## DATASET EXCERPTS:
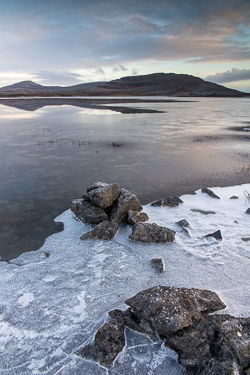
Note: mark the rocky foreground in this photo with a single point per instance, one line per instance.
(206, 343)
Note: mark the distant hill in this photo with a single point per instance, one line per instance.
(158, 84)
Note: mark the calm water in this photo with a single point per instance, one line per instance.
(50, 155)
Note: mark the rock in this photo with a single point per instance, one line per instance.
(104, 231)
(210, 193)
(170, 202)
(126, 201)
(145, 232)
(218, 344)
(170, 309)
(216, 234)
(158, 262)
(203, 212)
(88, 212)
(109, 342)
(135, 217)
(101, 194)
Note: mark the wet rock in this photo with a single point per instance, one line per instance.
(132, 321)
(101, 194)
(135, 217)
(145, 232)
(203, 212)
(158, 262)
(88, 212)
(170, 309)
(109, 342)
(126, 201)
(105, 231)
(216, 234)
(216, 345)
(210, 193)
(170, 202)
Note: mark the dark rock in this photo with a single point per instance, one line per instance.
(145, 232)
(245, 239)
(110, 341)
(170, 309)
(158, 262)
(126, 201)
(218, 344)
(203, 212)
(170, 202)
(135, 217)
(216, 234)
(210, 193)
(88, 212)
(104, 231)
(101, 194)
(132, 321)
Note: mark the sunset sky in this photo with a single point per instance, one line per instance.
(66, 42)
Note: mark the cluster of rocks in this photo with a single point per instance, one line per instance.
(108, 206)
(207, 344)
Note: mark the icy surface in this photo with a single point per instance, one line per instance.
(52, 305)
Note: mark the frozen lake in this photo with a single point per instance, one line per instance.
(50, 154)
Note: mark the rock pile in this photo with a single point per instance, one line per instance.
(108, 206)
(206, 344)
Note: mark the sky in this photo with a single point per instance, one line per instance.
(68, 42)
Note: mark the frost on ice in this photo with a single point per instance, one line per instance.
(52, 306)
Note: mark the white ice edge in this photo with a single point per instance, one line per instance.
(51, 306)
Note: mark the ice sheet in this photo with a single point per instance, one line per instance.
(53, 305)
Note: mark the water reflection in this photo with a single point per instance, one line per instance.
(53, 154)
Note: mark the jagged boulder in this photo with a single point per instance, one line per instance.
(126, 201)
(210, 193)
(101, 194)
(170, 309)
(105, 231)
(145, 232)
(135, 217)
(88, 212)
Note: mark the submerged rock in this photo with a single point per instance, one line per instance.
(88, 212)
(170, 202)
(158, 262)
(105, 231)
(135, 217)
(101, 194)
(210, 193)
(145, 232)
(126, 201)
(170, 309)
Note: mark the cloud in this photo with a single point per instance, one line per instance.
(232, 75)
(61, 78)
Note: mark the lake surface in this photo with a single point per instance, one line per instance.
(49, 155)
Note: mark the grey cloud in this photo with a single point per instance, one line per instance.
(230, 76)
(62, 78)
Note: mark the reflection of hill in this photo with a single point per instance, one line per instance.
(34, 104)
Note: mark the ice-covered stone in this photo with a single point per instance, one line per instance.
(102, 194)
(105, 231)
(88, 212)
(126, 201)
(135, 217)
(146, 232)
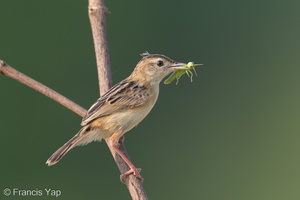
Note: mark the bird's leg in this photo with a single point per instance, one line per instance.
(133, 170)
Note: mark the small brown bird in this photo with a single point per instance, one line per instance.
(124, 106)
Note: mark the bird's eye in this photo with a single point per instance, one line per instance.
(160, 63)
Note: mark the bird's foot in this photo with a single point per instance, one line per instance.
(135, 172)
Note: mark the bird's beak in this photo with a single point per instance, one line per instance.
(177, 65)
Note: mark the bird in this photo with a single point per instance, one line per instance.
(122, 107)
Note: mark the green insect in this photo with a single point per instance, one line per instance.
(178, 73)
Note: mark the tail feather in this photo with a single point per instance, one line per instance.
(57, 155)
(86, 135)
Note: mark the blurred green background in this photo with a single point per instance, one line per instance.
(232, 134)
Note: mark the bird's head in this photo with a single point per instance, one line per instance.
(153, 68)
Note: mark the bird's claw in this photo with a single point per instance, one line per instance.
(135, 172)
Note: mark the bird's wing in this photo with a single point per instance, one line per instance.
(124, 95)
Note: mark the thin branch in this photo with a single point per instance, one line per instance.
(98, 23)
(133, 184)
(11, 72)
(97, 15)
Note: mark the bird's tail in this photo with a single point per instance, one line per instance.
(82, 137)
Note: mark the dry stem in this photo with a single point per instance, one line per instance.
(97, 14)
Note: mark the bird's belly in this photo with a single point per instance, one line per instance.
(124, 121)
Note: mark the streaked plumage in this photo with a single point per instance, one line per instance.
(124, 106)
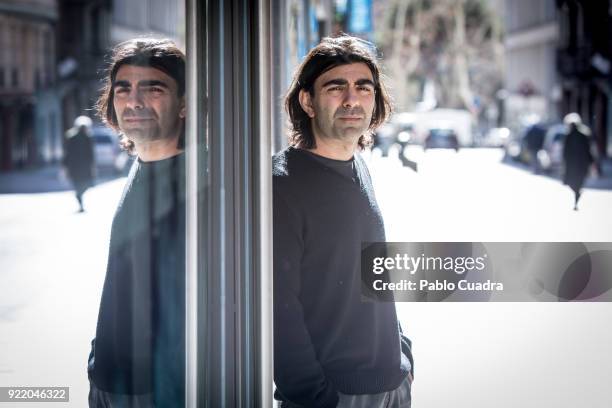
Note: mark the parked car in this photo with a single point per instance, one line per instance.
(444, 138)
(108, 153)
(384, 138)
(527, 142)
(550, 157)
(496, 137)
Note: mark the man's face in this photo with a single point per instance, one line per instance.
(343, 102)
(147, 104)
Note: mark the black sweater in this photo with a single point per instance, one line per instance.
(139, 346)
(326, 338)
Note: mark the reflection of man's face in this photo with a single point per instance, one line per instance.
(343, 102)
(147, 104)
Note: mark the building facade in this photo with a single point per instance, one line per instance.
(530, 77)
(29, 113)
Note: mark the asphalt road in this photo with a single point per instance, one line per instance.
(52, 263)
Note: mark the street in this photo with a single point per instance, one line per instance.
(52, 264)
(488, 354)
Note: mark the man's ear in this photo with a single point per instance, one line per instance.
(182, 108)
(306, 102)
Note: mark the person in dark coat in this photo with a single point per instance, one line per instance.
(79, 157)
(137, 358)
(576, 154)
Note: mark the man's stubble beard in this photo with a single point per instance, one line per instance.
(350, 134)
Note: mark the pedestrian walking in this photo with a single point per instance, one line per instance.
(576, 154)
(78, 158)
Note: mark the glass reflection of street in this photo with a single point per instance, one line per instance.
(52, 265)
(471, 195)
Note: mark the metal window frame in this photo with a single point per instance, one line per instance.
(229, 237)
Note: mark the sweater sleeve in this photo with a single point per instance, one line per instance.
(298, 375)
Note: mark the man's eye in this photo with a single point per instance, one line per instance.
(153, 89)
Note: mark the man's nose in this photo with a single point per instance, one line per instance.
(135, 100)
(350, 98)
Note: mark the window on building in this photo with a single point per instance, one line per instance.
(15, 78)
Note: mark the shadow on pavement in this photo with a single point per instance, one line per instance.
(46, 180)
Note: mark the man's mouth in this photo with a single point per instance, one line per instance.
(136, 119)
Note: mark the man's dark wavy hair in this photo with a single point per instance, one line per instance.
(330, 53)
(162, 54)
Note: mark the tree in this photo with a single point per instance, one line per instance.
(454, 44)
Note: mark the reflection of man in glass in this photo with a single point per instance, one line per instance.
(137, 357)
(331, 348)
(79, 157)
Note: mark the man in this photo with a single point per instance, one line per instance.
(576, 154)
(137, 357)
(79, 157)
(331, 348)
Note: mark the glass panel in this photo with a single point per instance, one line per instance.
(93, 235)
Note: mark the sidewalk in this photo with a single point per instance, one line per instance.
(42, 180)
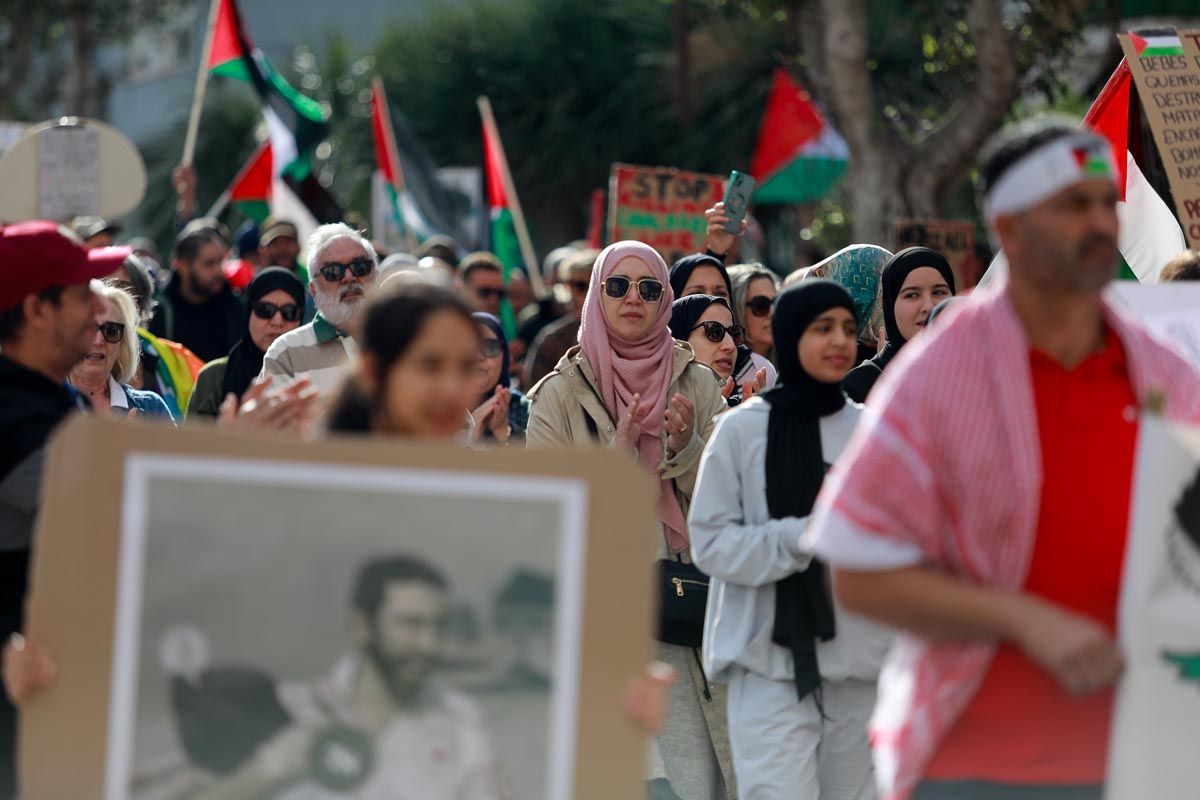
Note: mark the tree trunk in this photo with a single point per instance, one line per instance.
(891, 176)
(82, 88)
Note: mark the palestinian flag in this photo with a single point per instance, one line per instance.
(387, 157)
(1150, 232)
(297, 122)
(503, 232)
(1150, 44)
(798, 156)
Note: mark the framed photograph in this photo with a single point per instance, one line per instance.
(346, 619)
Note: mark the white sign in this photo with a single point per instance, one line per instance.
(69, 175)
(1169, 310)
(1157, 721)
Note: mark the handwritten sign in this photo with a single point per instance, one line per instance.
(69, 175)
(1165, 67)
(954, 239)
(661, 206)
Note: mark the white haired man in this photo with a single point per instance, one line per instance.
(342, 268)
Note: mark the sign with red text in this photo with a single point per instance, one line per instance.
(661, 206)
(1165, 67)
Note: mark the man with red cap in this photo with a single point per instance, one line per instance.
(47, 320)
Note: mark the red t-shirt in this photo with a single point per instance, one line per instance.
(1021, 727)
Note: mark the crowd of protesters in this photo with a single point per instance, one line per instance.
(917, 625)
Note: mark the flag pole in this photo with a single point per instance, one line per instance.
(510, 190)
(394, 155)
(202, 80)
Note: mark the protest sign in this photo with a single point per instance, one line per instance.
(1157, 719)
(345, 618)
(954, 239)
(1165, 67)
(1169, 310)
(71, 167)
(661, 206)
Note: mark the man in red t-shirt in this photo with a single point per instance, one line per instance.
(984, 511)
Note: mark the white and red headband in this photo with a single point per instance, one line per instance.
(1049, 169)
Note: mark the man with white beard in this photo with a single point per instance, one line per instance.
(342, 268)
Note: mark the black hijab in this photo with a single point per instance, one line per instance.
(245, 359)
(862, 378)
(493, 324)
(685, 313)
(683, 269)
(796, 468)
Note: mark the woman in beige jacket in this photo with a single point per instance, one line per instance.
(630, 385)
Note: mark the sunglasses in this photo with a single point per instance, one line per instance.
(263, 310)
(649, 289)
(334, 271)
(113, 332)
(714, 331)
(761, 305)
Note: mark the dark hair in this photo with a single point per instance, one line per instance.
(475, 262)
(187, 245)
(390, 323)
(377, 573)
(1185, 266)
(13, 319)
(1013, 143)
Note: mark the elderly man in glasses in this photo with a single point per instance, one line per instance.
(342, 268)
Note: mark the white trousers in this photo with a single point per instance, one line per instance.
(783, 750)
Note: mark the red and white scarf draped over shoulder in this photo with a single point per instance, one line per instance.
(948, 473)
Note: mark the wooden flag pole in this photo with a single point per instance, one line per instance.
(202, 82)
(394, 155)
(510, 191)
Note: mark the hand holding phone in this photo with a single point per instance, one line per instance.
(737, 199)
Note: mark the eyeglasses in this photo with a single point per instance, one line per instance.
(761, 305)
(649, 289)
(113, 332)
(714, 331)
(263, 310)
(334, 271)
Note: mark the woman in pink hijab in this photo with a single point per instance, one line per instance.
(629, 385)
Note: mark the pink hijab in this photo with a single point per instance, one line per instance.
(625, 368)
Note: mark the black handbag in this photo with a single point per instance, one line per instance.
(683, 591)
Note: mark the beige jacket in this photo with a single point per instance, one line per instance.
(562, 404)
(563, 401)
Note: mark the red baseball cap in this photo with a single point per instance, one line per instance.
(36, 256)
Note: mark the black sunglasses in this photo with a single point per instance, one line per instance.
(334, 271)
(714, 331)
(291, 312)
(761, 305)
(113, 332)
(649, 289)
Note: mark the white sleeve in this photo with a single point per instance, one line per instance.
(721, 545)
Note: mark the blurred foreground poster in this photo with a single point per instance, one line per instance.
(1157, 722)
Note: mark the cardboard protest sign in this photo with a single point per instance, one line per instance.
(1165, 67)
(954, 239)
(1170, 310)
(59, 170)
(345, 618)
(661, 206)
(1157, 720)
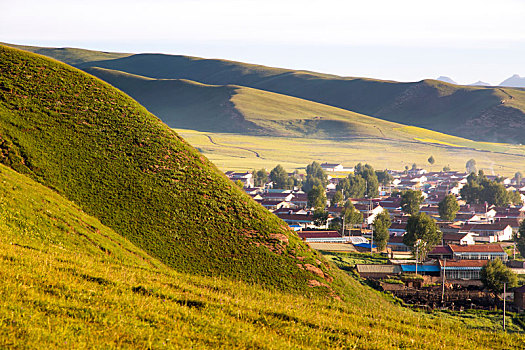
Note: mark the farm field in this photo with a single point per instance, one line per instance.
(241, 152)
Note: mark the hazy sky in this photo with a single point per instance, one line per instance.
(405, 40)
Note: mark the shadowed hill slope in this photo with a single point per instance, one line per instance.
(104, 151)
(70, 282)
(238, 109)
(480, 113)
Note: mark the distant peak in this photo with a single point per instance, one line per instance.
(446, 79)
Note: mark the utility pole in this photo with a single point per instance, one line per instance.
(443, 282)
(504, 304)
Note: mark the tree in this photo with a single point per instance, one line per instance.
(423, 229)
(381, 225)
(279, 177)
(518, 177)
(479, 189)
(471, 166)
(384, 177)
(368, 174)
(260, 177)
(519, 238)
(448, 208)
(411, 201)
(495, 273)
(337, 198)
(315, 176)
(320, 217)
(354, 186)
(317, 197)
(352, 215)
(239, 183)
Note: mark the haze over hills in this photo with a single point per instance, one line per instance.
(471, 112)
(480, 113)
(446, 80)
(102, 150)
(514, 81)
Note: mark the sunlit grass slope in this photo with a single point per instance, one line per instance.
(248, 111)
(102, 150)
(481, 113)
(69, 55)
(68, 281)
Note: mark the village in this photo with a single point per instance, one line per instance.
(472, 228)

## REQUIRED TASK:
Using the records above, please retype only the run of lines from the line holding "Note: mark the shadowed" through the last line, both ends included.

## REPLY:
Note: mark the shadowed hill slope in this photo with a single point per instance, one line per instance.
(104, 151)
(70, 282)
(238, 109)
(480, 113)
Note: mark the distant peak in this photo with a single point per instance, one line per instance.
(446, 79)
Note: mark the utility pole in this photo with a single point per instance, one line per instance.
(443, 282)
(504, 304)
Note: mark the tree in this photo with a single point per instance, one line per instance.
(423, 229)
(381, 225)
(279, 177)
(518, 177)
(479, 189)
(471, 166)
(384, 177)
(368, 174)
(260, 177)
(519, 238)
(448, 208)
(411, 201)
(495, 273)
(337, 198)
(315, 176)
(320, 217)
(354, 186)
(317, 197)
(352, 215)
(239, 183)
Note: mark the haze over hills in this photo with a single point per instance, one line per instance.
(471, 112)
(480, 113)
(446, 80)
(102, 150)
(514, 81)
Note: mark the sunlit grass slope in this photo with a single point per instance, one line per instance.
(248, 111)
(102, 150)
(481, 113)
(69, 55)
(68, 281)
Note: mark the village in this photo with a single point per instance, one line per instance.
(472, 228)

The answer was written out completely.